*** Extrait du texte

La conviction des écologistes est au contraire que, dans tous les domaines, le partage sans pillage enrichit l’humanité. C’est particulièrement vrai dans le domaine des connaissances où, précisément, la transmission enrichit, tout à la fois, celui qui transmet et celui qui reçoit. Plus encore : le partage des connaissances accroît le désir de connaître et la production de nouvelles connaissances. C’est un antidote particulièrement important au productivisme libéral qui creuse les inégalités. Il convient donc que les établissements d’enseignement supérieur (ES) investissent massivement sa fonction de transmission et repensent, dans cette perspective, leurs modes de fonctionnement.
Vers des établissements d’enseignement supérieur plus ouverts à toutes et tous
Compte tenu que le taux des bacheliers stagne en France et que les classes d’âge en activité sont majoritairement constituées de non-bacheliers, les établissements d’enseignement supérieur doivent poursuivre et amplifier leur effort pour permettre la préparation du Diplôme d’accès aux études universitaires (DAEU). Il est envisageable d’avoir au moins 20% d’étudiants ayant accédé à l’ES par le DAEU1.
Les établissements d’enseignement supérieur doivent développer une politique volontariste d’accueil des élèves titulaires d’un baccalauréat « non général » (professionnel, technologique). A cet effet, il faudra inventer des dispositifs de préparation à l’accès à l’université (comme des stages d’étés à destination des élèves venant de lycées professionnels, avec une rémunération équivalente à la moitié du SMIG ; ou une année L0 de « mise à niveau » disciplinaire et méthodologique, permettant de fait de passer une licence en 4 ans).
Les établissements d’enseignement supérieur doivent également développer la possibilité d’intégrer des cursus universitaires « tout au long de la vie ». On pourrait par exemple imaginer une « année d’intégration » en cours du soir, permettant à des personnes en activité de reprendre ensuite, dans de bonnes conditions, des études universitaires.
Les établissements d’enseignement supérieur doivent favoriser toutes les personnes en formation continue (quelque soit le dispositif de prise en charge) : les services de formation continue des universités doivent aider à l’orientation de ces personnes et organiser des regroupements spécifiques afin de les aider dans leurs parcours. Pour les personnes en formation continue ne pouvant être prises en charge sur les crédits de la formation continue, les frais d’inscription doivent être ramenés aux frais d’inscription en formation initiale.
Les établissements d’enseignement supérieur doivent réfléchir à l’implication qu’ils peuvent avoir dans la formation des personnes les plus fragiles et éloignées de l’emploi, comme la participation de leurs équipes pédagogiques et de recherche aux formations de niveau V et IV, afin qu’elles bénéficient de l’expertise des universitaires.

******

**Exercices**
**a)** Répondez aux questions suivantes à partir de l'extrait sur l'enseignement supérieur :
(i) Quelle proportion minimale d'étudiants ayant accédé à l'enseignement supérieur par le DAEU est jugée envisageable ?
(ii) Quelle rémunération est prévue pour les stages d'été destinés aux élèves venant de lycées professionnels ?
(iii) À quel montant les frais d'inscription des personnes en formation continue non prises en charge sur les crédits de la formation continue doivent-ils être ramenés ?
**b)** Poursuivez l'extrait sur l'enseignement supérieur à la suite de sa dernière phrase.

*** Entrées présentées

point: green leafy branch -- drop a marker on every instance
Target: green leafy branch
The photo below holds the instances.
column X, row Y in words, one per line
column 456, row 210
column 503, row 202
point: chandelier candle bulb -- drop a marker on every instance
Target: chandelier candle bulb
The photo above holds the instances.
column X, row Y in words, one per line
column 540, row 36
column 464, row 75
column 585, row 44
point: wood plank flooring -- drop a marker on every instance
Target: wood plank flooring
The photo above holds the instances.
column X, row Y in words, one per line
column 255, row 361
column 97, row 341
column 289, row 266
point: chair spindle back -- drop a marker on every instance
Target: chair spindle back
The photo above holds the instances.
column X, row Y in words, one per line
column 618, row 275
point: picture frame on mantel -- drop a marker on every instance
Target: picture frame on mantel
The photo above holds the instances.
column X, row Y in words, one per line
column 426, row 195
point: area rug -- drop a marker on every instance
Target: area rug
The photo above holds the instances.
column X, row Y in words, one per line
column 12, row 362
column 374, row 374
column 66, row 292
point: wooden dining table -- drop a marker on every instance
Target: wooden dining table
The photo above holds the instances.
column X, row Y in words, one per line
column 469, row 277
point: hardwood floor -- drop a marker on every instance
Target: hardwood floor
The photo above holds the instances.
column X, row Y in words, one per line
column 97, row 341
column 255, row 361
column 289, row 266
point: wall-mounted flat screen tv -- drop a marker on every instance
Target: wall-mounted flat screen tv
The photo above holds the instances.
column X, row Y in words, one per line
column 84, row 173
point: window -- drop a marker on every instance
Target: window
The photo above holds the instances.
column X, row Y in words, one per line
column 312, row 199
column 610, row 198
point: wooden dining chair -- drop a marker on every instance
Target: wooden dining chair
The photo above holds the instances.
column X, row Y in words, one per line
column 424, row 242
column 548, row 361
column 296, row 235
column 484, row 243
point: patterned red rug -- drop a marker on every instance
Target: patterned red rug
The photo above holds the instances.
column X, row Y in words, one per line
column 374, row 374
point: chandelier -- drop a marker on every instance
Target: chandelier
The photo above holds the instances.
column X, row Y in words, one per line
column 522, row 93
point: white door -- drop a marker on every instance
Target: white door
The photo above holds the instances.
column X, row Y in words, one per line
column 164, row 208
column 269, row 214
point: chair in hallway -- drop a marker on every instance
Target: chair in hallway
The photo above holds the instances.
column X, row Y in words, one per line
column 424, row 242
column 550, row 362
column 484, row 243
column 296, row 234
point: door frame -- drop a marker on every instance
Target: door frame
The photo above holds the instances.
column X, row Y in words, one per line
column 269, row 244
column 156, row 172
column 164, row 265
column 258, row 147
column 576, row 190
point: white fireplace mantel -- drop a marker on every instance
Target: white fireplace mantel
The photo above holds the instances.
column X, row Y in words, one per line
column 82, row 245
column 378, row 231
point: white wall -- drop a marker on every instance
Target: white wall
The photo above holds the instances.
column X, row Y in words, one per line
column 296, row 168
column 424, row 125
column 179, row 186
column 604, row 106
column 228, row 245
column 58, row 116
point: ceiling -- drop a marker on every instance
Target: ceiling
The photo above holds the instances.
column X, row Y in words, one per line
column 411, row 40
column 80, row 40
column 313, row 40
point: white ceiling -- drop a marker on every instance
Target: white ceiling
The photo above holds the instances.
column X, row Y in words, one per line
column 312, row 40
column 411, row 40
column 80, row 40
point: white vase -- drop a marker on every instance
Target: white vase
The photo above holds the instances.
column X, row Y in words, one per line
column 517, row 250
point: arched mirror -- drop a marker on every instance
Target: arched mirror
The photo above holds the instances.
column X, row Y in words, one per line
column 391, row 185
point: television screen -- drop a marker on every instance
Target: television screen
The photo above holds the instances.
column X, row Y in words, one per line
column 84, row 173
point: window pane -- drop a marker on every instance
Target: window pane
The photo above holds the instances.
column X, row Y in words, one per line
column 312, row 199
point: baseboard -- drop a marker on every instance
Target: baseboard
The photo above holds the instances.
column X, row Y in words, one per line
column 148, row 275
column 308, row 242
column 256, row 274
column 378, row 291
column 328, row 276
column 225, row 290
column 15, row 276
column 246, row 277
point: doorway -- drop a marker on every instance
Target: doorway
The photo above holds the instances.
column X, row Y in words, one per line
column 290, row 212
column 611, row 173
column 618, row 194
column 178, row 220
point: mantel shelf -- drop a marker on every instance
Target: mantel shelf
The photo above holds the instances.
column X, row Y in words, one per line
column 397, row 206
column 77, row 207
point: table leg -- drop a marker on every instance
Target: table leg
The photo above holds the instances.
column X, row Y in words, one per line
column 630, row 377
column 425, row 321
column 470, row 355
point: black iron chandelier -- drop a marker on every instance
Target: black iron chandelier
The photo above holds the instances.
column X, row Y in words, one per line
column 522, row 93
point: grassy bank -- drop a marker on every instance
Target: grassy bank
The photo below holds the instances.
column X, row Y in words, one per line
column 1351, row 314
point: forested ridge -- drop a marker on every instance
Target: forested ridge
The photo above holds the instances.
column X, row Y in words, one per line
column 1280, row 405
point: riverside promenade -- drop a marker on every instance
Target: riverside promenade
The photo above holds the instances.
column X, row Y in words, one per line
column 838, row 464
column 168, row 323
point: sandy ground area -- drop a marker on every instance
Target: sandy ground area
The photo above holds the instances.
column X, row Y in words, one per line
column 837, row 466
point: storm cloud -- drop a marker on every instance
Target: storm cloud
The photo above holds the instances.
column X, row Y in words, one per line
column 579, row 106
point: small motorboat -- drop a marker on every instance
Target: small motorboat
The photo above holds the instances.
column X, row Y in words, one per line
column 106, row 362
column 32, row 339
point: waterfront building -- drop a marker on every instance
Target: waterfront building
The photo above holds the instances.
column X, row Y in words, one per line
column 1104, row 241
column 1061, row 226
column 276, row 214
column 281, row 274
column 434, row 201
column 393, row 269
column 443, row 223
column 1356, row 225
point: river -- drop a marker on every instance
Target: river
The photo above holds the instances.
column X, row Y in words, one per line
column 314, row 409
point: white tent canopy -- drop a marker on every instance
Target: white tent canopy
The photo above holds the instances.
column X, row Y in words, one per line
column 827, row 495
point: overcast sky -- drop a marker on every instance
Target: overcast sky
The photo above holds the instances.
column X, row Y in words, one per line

******

**Corrigé des exercices**
**a)**
(i) Au moins 20 %.
(ii) Une rémunération équivalente à la moitié du SMIG.
(iii) Aux frais d'inscription en formation initiale.

**b)**
Les établissements d’enseignement supérieur doivent mettre en place des cursus par apprentissage, sous contrat de travail, dès lors que l’opportunité de ces cursus, tant sur le plan pédagogique (nature des formations) qu’économique (articulation avec le bassin d’emploi) est garantie. Ces cursus doivent être agréés par la procédure « de droit commun » mise en place via les Contrats de plan régionaux de développement des formations (CPRDF), et non par agrément direct avec les entreprises. Un service spécialisé sera mis en place dans les établissements pour coordonner ces formations (identifier les employeurs, les maîtres d’apprentissage…).
Pour les personnes suivant des études tout en souhaitant conserver une activité salariée, les établissements d’enseignement supérieur doivent réfléchir à une offre pédagogique adaptée : offre d’options et d’organisation par groupes largement modulable, plages horaires déterminées facilitant l’organisation du temps (y compris pour les étudiants et personnes à horaires décalés, par ex. comme à Paris 8 Saint Denis : 9h-12h, 12h-15h, 15h-18h, 18h-21h).
Les établissements d’enseignement supérieur doivent mettre en œuvre systématiquement et gratuitement la démarche de validation des acquis de l’expérience.
La demande sociale pour l’accès à la connaissance est très forte, il n’y a qu’à voir le succès qu’a eu l’Université de tous les savoirs. Pour y répondre, les établissements d’enseignement supérieur devront mettre en place des cours, conférences, débats, rencontres, etc. ouverts gratuitement à tous les citoyens indépendamment de toute inscription dans un cursus. Ces activités doivent faire l’objet d’un financement de droit commun par la tutelle.
Vers des établissements d’enseignement supérieur qui accompagnent mieux chacune et chacun
La lutte contre l’échec passe par l’appropriation par les étudiants de leur formation et de leur établissement, des mesures doivent donc être mises en place pour répondre à ces besoins.
Les établissements d’enseignement supérieur doivent mieux accueillir les étudiants en première année de chaque cycle (L, M, D). On peut ainsi imaginer mettre en place un « sas » de préparation d’au moins trois journées pleines encadrées par tous les enseignants et présentant le cursus, les exigences, les méthodologies, etc.
Il sera particulièrement intéressant de systématiser le monitorat entre étudiants. Voici un dispositif possible : chaque étudiant volontaire de L3, M1 et M2 pourra être moniteur d’un étudiant de L1 ou L2 ; les moniteurs sont réunis au moins trois journées complètes par an par les enseignants afin de travailler sur la méthodologie du monitorat. Dans l’hypothèse où cette activité serait considérée comme une des « unités capitalisables » pour valider les années de L3, M1 et M2, les moniteurs devraient fournir un « carnet de bord » de leur suivi. Mais il convient également de réfléchir à des méthodes de valorisation des activités étudiantes « non scolaires » (vie associative, engagement citoyen, mandat d’élu, monitorat…) en dehors du cursus proprement dit.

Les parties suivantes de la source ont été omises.